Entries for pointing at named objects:
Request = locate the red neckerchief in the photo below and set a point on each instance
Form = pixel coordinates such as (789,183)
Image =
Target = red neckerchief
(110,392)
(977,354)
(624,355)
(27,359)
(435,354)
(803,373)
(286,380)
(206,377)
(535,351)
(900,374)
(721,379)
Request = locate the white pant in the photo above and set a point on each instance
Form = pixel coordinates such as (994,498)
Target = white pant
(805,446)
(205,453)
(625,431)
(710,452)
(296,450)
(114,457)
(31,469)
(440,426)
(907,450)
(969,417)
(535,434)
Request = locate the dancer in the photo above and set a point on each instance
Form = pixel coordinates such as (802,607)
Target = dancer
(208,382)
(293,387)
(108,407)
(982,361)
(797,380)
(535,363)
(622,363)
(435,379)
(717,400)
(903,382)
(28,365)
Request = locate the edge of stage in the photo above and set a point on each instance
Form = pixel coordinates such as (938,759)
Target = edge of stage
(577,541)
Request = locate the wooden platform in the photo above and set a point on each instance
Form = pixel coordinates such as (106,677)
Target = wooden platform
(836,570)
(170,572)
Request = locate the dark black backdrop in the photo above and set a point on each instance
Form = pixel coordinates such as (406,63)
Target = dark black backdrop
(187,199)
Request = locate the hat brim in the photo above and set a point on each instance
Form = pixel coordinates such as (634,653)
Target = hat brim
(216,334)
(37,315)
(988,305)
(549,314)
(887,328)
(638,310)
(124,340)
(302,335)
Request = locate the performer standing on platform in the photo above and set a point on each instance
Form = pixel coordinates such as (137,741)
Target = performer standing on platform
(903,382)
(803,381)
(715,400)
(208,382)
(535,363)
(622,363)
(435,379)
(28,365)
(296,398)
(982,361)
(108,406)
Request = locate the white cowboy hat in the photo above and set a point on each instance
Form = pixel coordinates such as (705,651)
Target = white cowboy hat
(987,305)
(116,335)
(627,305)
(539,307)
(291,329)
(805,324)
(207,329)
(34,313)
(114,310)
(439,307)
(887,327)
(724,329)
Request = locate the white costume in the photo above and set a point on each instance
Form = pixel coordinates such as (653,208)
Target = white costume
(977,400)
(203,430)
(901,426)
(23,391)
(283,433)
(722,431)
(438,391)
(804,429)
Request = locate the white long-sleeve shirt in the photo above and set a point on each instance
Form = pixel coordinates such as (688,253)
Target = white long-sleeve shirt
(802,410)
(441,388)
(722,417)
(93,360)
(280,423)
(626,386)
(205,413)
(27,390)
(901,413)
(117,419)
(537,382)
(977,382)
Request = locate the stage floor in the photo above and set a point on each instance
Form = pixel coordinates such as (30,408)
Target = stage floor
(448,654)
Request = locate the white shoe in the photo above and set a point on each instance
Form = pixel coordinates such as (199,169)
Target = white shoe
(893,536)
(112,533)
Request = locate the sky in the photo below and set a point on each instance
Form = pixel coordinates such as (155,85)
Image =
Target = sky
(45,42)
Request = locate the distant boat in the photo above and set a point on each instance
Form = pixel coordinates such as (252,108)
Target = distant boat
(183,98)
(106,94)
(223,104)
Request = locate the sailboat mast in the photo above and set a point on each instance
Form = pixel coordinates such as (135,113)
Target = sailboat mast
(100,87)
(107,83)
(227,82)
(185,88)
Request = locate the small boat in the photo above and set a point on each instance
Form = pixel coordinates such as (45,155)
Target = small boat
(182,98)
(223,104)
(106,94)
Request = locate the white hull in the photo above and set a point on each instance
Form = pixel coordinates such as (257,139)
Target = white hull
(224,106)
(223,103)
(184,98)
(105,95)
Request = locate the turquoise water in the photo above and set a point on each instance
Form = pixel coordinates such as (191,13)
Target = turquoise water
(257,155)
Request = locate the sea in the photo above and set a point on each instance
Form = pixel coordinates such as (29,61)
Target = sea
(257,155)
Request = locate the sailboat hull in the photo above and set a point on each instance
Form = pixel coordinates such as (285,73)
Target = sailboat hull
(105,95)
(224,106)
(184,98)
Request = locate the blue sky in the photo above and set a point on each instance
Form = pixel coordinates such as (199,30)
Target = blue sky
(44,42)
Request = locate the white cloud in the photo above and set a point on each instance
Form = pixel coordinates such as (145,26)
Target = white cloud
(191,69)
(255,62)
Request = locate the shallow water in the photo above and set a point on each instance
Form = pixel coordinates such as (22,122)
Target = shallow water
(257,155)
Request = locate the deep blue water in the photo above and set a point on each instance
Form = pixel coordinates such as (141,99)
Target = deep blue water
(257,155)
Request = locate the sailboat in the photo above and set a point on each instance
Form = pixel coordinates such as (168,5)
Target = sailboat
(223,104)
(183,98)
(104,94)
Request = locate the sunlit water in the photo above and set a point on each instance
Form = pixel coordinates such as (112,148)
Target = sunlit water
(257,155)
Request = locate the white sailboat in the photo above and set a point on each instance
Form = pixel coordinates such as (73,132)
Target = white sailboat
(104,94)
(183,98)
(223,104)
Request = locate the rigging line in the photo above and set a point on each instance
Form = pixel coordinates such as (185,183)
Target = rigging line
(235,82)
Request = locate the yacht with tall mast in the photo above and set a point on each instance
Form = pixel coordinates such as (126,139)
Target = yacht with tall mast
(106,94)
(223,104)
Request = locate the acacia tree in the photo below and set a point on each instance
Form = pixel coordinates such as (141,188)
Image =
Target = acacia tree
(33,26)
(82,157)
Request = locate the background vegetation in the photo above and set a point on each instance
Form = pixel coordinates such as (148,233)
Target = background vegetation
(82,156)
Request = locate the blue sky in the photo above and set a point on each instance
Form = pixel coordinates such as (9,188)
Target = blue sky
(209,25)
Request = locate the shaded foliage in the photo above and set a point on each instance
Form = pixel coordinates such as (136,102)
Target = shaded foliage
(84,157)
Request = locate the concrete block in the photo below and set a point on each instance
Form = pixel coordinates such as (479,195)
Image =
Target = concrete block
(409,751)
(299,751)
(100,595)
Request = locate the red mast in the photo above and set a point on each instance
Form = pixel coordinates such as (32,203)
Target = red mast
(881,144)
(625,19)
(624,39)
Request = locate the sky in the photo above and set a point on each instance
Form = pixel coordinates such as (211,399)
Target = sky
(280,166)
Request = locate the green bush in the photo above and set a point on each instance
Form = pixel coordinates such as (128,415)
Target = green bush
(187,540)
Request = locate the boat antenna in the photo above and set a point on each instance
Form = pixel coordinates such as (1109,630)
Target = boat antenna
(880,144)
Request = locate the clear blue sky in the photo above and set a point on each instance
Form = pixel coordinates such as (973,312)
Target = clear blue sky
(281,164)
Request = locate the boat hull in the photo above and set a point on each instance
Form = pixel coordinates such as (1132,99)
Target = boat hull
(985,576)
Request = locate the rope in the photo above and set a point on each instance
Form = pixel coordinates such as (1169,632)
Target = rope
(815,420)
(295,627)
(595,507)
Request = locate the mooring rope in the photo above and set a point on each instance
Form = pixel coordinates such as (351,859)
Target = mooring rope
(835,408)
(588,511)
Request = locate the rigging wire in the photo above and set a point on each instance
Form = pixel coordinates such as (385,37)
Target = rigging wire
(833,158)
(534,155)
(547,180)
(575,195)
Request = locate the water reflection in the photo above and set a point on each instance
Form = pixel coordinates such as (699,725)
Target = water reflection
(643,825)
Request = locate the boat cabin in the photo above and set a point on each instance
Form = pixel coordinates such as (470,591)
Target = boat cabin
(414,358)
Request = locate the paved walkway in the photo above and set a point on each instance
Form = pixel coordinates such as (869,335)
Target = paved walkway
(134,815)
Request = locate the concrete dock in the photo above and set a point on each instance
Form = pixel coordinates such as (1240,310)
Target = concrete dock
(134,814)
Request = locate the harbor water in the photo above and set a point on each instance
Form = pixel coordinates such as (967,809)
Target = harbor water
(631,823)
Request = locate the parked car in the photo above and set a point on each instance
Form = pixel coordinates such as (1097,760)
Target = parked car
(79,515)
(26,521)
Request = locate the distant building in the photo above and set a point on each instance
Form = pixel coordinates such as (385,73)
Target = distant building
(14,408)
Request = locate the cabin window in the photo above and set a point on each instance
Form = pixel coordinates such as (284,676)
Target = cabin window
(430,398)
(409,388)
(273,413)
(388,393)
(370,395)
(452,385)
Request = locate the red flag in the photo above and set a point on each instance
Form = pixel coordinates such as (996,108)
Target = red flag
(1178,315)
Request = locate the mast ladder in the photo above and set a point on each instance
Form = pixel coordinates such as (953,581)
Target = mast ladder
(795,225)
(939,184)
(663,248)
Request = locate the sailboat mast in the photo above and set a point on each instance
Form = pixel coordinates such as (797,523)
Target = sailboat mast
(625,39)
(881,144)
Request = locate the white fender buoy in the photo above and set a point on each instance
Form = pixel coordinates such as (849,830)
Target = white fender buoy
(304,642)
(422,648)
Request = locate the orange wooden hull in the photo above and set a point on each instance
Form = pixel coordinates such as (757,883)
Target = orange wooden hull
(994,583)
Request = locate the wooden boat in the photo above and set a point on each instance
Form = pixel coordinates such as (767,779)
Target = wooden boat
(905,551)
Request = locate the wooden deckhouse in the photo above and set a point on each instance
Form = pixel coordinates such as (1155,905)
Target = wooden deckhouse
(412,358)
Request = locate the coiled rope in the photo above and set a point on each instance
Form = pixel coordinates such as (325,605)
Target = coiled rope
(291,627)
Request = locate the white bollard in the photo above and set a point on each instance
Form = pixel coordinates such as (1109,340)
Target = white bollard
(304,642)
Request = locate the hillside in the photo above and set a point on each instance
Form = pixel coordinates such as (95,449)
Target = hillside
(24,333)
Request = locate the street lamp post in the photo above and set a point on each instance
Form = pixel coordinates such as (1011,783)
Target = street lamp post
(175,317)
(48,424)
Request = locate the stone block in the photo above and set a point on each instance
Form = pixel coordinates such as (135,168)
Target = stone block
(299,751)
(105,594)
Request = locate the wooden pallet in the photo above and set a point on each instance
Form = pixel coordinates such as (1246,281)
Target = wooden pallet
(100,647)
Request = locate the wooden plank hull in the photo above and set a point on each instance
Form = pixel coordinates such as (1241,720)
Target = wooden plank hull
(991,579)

## SHORT PROBLEM
Starting at the line that contains "Request = locate the wooden deckhouse" and continuing through the final entry, write those lines out again with "coiled rope" swapped for "mooring rope". Leave everything else as it is.

## RESULT
Request = locate the wooden deckhouse in the photo above and set a point on each instance
Form = pixel coordinates such as (1155,905)
Target = wooden deckhouse
(412,358)
Request = locate the mooring rope in the photo above and set a point on each instance
Form = pixel coordinates such as (325,605)
Target = mooring rope
(291,627)
Request = locate the white bollard in the photo above and set a point on each instance
Form = pixel coordinates such as (1109,340)
Target = white bollard
(304,642)
Request = locate the hillside in the photo above and set a point on each instance
Form = pixel coordinates such as (95,449)
Target = hillside
(24,333)
Request = locate the street lamp post in the photo above and set a point on each instance
Form = pixel coordinates such as (1011,783)
Target = street lamp post
(175,317)
(48,424)
Request = locate the stone block in the photo above and set a point on each instance
Form = pixel coordinates such as (135,168)
Target = stone block
(299,751)
(105,594)
Request = locate the wooden pallet in the photo above and set a point on each instance
Form = pixel coordinates such as (1246,281)
Target = wooden pallet
(100,647)
Request = locate the wooden plank hull in the photo above and set a point on each instance
Form = pixel coordinates such as (1241,720)
Target = wooden plank hull
(991,579)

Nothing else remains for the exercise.